• **TASK PROMPT**: Exactly the line with "Task: identify the grassy" and the lines that follow it, through the closing line of the entries, should be restated, with nothing left out or added.

• **RECORDS FOR THIS TASK**:
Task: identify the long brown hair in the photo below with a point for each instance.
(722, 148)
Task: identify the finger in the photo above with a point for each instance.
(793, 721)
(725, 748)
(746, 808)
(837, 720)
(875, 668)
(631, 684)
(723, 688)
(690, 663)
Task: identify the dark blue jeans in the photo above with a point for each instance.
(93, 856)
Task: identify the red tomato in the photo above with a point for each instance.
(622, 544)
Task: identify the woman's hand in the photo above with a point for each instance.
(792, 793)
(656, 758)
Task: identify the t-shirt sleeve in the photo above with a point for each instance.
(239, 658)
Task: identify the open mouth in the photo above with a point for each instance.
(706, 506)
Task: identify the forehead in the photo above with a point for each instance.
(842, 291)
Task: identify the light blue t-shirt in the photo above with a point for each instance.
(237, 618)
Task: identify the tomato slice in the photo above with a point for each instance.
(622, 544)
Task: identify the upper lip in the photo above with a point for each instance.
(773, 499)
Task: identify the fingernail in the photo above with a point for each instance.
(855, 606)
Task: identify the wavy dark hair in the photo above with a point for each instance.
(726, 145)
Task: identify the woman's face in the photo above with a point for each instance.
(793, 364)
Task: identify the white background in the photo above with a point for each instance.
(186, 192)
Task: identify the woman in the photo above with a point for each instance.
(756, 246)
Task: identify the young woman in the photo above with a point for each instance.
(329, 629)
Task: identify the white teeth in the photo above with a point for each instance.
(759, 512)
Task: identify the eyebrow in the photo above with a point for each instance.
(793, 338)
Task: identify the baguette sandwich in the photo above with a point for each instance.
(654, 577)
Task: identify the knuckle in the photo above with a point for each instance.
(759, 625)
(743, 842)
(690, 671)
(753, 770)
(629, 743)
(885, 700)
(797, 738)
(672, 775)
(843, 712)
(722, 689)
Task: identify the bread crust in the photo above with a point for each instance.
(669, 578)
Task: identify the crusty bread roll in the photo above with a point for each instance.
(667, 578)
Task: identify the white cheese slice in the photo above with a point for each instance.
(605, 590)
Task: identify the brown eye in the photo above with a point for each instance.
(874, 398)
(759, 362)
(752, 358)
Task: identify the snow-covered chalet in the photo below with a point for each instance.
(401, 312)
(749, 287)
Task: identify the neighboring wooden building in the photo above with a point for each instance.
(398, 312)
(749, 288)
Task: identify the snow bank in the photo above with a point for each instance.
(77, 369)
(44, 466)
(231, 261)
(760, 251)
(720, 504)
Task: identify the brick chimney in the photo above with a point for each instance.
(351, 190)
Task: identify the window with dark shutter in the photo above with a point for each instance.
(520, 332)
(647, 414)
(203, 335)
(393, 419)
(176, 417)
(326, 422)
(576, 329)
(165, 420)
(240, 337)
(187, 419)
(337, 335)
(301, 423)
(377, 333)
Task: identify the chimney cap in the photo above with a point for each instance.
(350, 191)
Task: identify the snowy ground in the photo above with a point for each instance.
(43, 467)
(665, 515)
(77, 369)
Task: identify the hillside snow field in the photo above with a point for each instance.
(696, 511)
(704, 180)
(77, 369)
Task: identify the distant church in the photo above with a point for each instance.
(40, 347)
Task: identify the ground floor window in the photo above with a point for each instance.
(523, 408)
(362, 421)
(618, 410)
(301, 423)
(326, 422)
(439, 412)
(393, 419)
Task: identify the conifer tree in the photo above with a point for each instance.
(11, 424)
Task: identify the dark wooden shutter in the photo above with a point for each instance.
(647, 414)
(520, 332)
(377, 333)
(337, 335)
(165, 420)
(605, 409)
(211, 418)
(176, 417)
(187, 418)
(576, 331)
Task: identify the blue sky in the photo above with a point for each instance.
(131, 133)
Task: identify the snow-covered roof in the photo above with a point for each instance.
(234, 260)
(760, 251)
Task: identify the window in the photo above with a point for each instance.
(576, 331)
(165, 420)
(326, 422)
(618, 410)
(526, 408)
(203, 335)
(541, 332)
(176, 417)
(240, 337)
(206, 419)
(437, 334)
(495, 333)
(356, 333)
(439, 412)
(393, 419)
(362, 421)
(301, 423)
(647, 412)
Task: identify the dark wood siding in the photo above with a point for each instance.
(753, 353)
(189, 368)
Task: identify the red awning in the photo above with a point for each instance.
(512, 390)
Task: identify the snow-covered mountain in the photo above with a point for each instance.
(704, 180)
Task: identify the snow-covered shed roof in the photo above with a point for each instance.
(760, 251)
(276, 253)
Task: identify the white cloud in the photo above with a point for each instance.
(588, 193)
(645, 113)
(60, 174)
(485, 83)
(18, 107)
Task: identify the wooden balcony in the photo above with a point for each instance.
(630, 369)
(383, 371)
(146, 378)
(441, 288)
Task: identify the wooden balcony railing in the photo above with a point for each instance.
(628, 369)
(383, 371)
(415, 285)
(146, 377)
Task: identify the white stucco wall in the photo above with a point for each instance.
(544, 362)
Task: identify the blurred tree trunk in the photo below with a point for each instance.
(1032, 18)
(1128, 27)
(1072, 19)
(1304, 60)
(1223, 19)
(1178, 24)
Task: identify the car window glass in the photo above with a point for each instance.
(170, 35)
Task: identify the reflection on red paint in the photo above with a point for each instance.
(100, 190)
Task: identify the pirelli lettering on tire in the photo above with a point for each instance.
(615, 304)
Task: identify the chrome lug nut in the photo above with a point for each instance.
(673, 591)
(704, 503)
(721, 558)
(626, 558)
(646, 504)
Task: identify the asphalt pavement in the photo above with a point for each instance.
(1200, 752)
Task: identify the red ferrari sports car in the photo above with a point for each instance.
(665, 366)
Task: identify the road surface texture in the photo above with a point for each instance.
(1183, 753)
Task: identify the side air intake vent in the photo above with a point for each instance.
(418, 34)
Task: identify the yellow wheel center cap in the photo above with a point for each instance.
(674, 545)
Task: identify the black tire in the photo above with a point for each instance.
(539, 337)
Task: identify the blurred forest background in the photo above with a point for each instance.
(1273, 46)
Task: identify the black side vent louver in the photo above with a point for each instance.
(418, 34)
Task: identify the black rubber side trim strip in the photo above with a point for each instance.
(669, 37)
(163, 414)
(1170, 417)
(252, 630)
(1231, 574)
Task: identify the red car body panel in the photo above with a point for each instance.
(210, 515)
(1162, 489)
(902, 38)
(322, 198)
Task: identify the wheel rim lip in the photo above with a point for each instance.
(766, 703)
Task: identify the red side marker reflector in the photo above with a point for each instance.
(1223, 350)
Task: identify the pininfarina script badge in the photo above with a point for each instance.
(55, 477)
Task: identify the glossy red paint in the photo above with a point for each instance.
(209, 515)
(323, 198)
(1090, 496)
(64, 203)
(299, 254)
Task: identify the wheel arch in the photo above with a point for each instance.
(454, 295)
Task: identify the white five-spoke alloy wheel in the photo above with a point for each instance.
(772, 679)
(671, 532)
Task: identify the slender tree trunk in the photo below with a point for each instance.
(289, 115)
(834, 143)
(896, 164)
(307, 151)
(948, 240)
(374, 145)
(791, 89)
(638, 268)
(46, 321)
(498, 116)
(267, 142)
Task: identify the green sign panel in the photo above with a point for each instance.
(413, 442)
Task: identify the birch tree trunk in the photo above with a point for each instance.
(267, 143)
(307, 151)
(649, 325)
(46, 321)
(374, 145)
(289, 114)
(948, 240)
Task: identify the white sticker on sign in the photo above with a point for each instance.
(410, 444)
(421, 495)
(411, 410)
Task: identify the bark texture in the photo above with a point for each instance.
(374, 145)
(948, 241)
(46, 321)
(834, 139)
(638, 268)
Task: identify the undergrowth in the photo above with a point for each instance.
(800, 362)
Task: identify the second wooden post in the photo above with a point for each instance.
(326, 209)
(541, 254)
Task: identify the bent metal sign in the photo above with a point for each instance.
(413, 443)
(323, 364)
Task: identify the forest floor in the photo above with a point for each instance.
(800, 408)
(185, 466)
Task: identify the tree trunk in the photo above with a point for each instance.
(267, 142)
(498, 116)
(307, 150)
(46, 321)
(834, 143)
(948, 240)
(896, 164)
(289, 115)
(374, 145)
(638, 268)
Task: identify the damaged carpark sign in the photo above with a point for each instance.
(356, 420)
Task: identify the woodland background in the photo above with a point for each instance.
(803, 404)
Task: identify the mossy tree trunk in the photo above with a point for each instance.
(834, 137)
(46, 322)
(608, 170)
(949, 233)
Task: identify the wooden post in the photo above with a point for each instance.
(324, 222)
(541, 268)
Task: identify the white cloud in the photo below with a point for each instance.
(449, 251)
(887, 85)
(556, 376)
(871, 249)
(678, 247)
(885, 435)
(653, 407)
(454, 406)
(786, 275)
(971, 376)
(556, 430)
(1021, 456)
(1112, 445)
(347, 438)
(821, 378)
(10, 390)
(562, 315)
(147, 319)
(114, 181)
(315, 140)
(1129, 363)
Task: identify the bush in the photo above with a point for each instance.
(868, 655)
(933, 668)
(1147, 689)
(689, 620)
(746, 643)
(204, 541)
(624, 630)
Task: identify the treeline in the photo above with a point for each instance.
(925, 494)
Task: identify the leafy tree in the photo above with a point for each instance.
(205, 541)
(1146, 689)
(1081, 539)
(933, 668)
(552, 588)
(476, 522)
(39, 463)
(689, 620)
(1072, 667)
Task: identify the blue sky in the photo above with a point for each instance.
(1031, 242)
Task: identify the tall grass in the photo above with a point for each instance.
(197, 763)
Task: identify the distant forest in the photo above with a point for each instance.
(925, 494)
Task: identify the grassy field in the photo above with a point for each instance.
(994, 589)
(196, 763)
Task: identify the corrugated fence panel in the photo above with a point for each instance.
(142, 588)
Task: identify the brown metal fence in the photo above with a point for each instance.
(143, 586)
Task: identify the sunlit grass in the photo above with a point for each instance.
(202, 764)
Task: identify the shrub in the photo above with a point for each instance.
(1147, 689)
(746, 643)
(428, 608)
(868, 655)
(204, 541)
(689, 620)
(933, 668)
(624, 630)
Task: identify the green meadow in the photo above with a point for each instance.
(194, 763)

• **ANSWER SECTION**:
Task: identify the grassy field in the photo above with a point for each instance.
(994, 589)
(196, 763)
Task: identify the corrugated fence panel in the photo above with a point for each instance.
(142, 588)
Task: identify the brown metal fence in the photo above with a point for each instance.
(143, 586)
Task: identify the sunlit grass in the photo above with a point for each instance.
(202, 764)
Task: identify the shrub in the photo above with a point for each instance.
(1147, 689)
(746, 643)
(428, 608)
(868, 655)
(204, 541)
(689, 620)
(933, 668)
(624, 630)
Task: identify the green meadow in the photo above with a point for each instance.
(194, 763)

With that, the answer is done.